GIVEN TASK
Copy the outline records below line for line, changing nothing.

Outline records
----

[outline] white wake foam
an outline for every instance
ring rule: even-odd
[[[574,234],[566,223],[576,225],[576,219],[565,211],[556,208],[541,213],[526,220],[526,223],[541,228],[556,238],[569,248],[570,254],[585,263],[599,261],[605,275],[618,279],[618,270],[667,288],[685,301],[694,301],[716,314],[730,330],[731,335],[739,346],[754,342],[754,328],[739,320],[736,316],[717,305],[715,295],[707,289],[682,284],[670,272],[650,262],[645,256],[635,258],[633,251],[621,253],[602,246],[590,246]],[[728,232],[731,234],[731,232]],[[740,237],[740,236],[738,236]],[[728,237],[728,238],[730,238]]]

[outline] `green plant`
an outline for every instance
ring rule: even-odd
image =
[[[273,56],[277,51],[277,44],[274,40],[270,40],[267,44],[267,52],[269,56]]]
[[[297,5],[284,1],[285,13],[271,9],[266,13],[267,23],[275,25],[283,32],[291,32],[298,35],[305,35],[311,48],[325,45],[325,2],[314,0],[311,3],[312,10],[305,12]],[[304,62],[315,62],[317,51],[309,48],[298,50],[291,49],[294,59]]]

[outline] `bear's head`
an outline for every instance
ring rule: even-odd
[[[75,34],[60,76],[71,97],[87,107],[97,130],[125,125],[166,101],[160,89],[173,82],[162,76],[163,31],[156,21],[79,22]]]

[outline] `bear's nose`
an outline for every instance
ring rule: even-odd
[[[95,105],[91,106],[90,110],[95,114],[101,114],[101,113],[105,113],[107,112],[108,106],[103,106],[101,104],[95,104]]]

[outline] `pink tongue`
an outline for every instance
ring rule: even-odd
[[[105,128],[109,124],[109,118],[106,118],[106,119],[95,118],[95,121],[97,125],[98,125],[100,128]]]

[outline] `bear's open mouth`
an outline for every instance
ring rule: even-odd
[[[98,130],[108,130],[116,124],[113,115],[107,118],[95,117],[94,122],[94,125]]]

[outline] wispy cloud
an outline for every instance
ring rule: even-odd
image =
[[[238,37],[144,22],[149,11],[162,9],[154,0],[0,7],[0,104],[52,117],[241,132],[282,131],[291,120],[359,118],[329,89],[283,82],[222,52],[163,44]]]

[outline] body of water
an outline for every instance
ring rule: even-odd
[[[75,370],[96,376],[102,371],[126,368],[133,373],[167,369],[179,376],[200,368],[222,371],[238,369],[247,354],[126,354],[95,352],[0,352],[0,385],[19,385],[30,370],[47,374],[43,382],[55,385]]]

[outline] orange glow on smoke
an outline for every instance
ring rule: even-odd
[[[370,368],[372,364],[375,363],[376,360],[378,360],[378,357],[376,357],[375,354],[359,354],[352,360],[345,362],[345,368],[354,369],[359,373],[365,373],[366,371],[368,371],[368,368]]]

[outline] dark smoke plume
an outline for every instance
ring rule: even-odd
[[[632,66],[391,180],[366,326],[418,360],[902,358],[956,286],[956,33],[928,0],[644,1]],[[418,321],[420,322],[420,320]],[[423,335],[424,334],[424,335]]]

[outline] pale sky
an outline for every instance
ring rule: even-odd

----

ANSWER TO THE TASK
[outline] white wake foam
an outline for every instance
ring rule: even-odd
[[[574,234],[566,223],[576,225],[576,219],[565,211],[556,208],[541,213],[526,220],[526,223],[541,228],[556,238],[569,248],[570,254],[585,263],[599,261],[605,275],[618,279],[618,270],[667,288],[685,301],[694,301],[716,314],[730,330],[731,335],[739,346],[754,342],[754,328],[739,320],[736,316],[717,305],[715,295],[707,289],[682,284],[670,272],[650,262],[645,256],[635,258],[633,251],[621,253],[602,246],[590,246]],[[728,232],[731,234],[731,232]],[[740,237],[740,236],[738,236]],[[728,237],[728,238],[730,238]]]

[outline] `green plant`
an outline for every instance
ring rule: even-odd
image =
[[[273,56],[277,51],[277,44],[274,40],[270,40],[267,44],[267,52],[269,56]]]
[[[297,5],[284,1],[285,13],[271,9],[266,13],[267,23],[275,25],[283,32],[291,32],[298,35],[305,35],[311,48],[325,45],[325,2],[314,0],[311,3],[312,10],[305,12]],[[304,62],[315,62],[317,51],[309,48],[298,50],[291,49],[294,59]]]

[outline] `bear's head`
an outline for every instance
ring rule: even-odd
[[[75,34],[60,76],[71,97],[87,107],[97,130],[125,125],[166,101],[160,89],[173,82],[162,76],[163,31],[156,21],[79,22]]]

[outline] `bear's nose`
an outline for every instance
ring rule: even-odd
[[[95,105],[91,106],[90,110],[95,114],[101,114],[101,113],[105,113],[107,112],[108,106],[103,106],[101,104],[95,104]]]

[outline] `pink tongue`
an outline for every instance
ring rule: even-odd
[[[105,128],[109,124],[109,118],[106,118],[106,119],[95,118],[95,121],[97,125],[98,125],[100,128]]]

[outline] `bear's open mouth`
an outline for every instance
ring rule: even-odd
[[[98,130],[108,130],[116,124],[113,115],[107,118],[95,117],[94,122],[94,125]]]

[outline] wispy cloud
an outline for every instance
ring rule: even-odd
image =
[[[238,37],[144,22],[149,11],[162,9],[154,0],[0,7],[0,104],[52,117],[241,132],[282,131],[291,120],[359,118],[329,89],[283,82],[222,52],[163,44]]]

[outline] body of water
an outline for every instance
ring rule: even-odd
[[[75,370],[96,376],[102,371],[126,368],[133,373],[167,369],[179,376],[200,368],[222,371],[238,369],[247,354],[126,354],[95,352],[0,352],[0,385],[19,385],[30,370],[47,374],[43,382],[55,385]]]

[outline] orange glow on smoke
an outline for every instance
ring rule: even-odd
[[[370,368],[372,364],[375,363],[376,360],[378,360],[378,357],[376,357],[375,354],[359,354],[352,360],[345,362],[345,368],[354,369],[359,373],[365,373],[366,371],[368,371],[368,368]]]

[outline] dark smoke plume
an outline for every instance
ring rule: even-odd
[[[632,66],[391,180],[366,326],[418,360],[902,358],[956,286],[956,33],[928,0],[644,1]],[[418,321],[420,322],[420,320]],[[423,335],[424,334],[424,335]]]

[outline] pale sky
an outline for every instance
ring rule: even-odd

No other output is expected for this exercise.